(Shape annotation entries)
==========
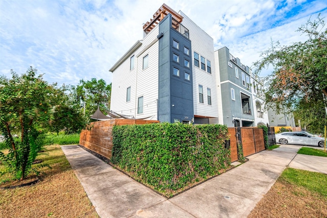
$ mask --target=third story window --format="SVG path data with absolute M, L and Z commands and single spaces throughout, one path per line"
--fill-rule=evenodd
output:
M 143 58 L 143 69 L 148 67 L 149 66 L 149 55 L 146 55 Z
M 199 101 L 203 103 L 203 86 L 201 85 L 199 85 Z
M 205 58 L 201 56 L 201 68 L 205 70 Z
M 194 52 L 194 66 L 199 67 L 200 65 L 199 65 L 199 54 Z

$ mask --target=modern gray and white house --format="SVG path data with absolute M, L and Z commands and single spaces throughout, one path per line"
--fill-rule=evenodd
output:
M 182 12 L 164 4 L 110 69 L 110 109 L 161 122 L 256 126 L 248 67 Z M 266 123 L 264 123 L 266 125 Z

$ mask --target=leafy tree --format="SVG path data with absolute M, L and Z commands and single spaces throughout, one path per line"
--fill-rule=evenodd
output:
==========
» What to do: Copy out every line above word for word, but leave the pictures out.

» Expected answer:
$ mask --target=third story window --format="SVG path data with absolute M, L and Z commands and single spaces throughout, one path per line"
--fill-rule=evenodd
output:
M 143 58 L 143 69 L 148 67 L 149 66 L 149 55 L 146 55 Z
M 199 101 L 203 103 L 203 86 L 201 85 L 199 85 Z
M 205 58 L 201 56 L 201 68 L 205 70 Z
M 194 52 L 194 66 L 199 67 L 200 65 L 199 65 L 199 54 Z

$ mask --target=modern gray and white house --format="SVG path data with absolute M, L and Z commands and single spaces throughout, one path per line"
--fill-rule=evenodd
output:
M 182 12 L 164 4 L 110 69 L 110 109 L 161 122 L 256 126 L 248 67 Z M 266 123 L 264 123 L 266 125 Z

$ mask --target=leafy tree --format="SVG path data with absolute M, L and Z commands and single spaces throughout, one path per line"
--fill-rule=evenodd
output:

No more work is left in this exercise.